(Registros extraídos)
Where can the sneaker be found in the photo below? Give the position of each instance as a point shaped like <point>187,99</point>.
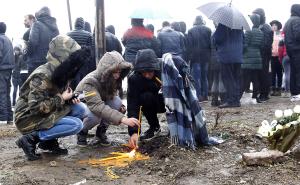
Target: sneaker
<point>100,140</point>
<point>82,139</point>
<point>10,122</point>
<point>150,134</point>
<point>52,146</point>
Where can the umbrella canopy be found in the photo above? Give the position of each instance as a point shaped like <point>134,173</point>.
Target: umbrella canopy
<point>147,12</point>
<point>225,14</point>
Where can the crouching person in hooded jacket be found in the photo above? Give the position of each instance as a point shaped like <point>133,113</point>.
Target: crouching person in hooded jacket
<point>103,106</point>
<point>143,91</point>
<point>45,109</point>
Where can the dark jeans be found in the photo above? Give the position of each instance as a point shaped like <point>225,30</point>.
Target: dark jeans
<point>152,104</point>
<point>251,75</point>
<point>276,67</point>
<point>199,73</point>
<point>264,75</point>
<point>6,113</point>
<point>295,73</point>
<point>231,76</point>
<point>287,72</point>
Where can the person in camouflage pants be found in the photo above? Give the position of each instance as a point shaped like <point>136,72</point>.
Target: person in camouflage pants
<point>45,109</point>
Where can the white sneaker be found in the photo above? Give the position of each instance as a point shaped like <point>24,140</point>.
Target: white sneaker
<point>3,122</point>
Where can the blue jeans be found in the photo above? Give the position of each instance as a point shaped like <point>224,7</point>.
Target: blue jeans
<point>91,120</point>
<point>287,72</point>
<point>199,72</point>
<point>68,125</point>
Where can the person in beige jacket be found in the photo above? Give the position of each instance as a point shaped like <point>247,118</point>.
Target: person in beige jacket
<point>103,106</point>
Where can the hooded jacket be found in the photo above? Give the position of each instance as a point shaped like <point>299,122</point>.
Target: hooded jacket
<point>267,31</point>
<point>40,104</point>
<point>252,45</point>
<point>199,42</point>
<point>82,37</point>
<point>91,83</point>
<point>41,33</point>
<point>146,60</point>
<point>6,53</point>
<point>292,30</point>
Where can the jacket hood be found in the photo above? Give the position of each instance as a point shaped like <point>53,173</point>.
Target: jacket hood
<point>110,62</point>
<point>79,23</point>
<point>146,60</point>
<point>60,49</point>
<point>261,13</point>
<point>295,10</point>
<point>279,25</point>
<point>199,20</point>
<point>255,18</point>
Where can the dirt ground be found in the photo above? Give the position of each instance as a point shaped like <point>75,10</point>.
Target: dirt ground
<point>167,165</point>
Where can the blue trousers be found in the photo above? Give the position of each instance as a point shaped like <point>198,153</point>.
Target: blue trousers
<point>199,72</point>
<point>68,125</point>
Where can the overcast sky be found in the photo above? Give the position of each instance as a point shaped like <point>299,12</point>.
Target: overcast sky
<point>117,11</point>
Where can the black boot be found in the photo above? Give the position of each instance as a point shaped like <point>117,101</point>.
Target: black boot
<point>53,146</point>
<point>28,144</point>
<point>100,137</point>
<point>215,102</point>
<point>82,138</point>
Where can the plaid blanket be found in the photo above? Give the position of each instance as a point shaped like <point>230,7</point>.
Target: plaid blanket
<point>184,115</point>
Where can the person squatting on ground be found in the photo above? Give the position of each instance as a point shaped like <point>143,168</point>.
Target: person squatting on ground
<point>104,107</point>
<point>6,66</point>
<point>143,90</point>
<point>45,110</point>
<point>252,64</point>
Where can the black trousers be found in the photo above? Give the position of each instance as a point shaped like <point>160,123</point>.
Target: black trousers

**Instrucciones de la tarea:** Convierte en una lista JSON de cadenas el tramo que empieza en la línea que contiene "Where can the person squatting" y termina en la que contiene "<point>252,64</point>", ambas incluidas. Pon una cadena por línea y omite las líneas en blanco.

**Solución del ejercicio:**
[
  "Where can the person squatting on ground be found in the photo above? Give the position of each instance as a point shaped like <point>143,168</point>.",
  "Target: person squatting on ground",
  "<point>104,107</point>",
  "<point>6,66</point>",
  "<point>143,90</point>",
  "<point>45,110</point>",
  "<point>252,64</point>"
]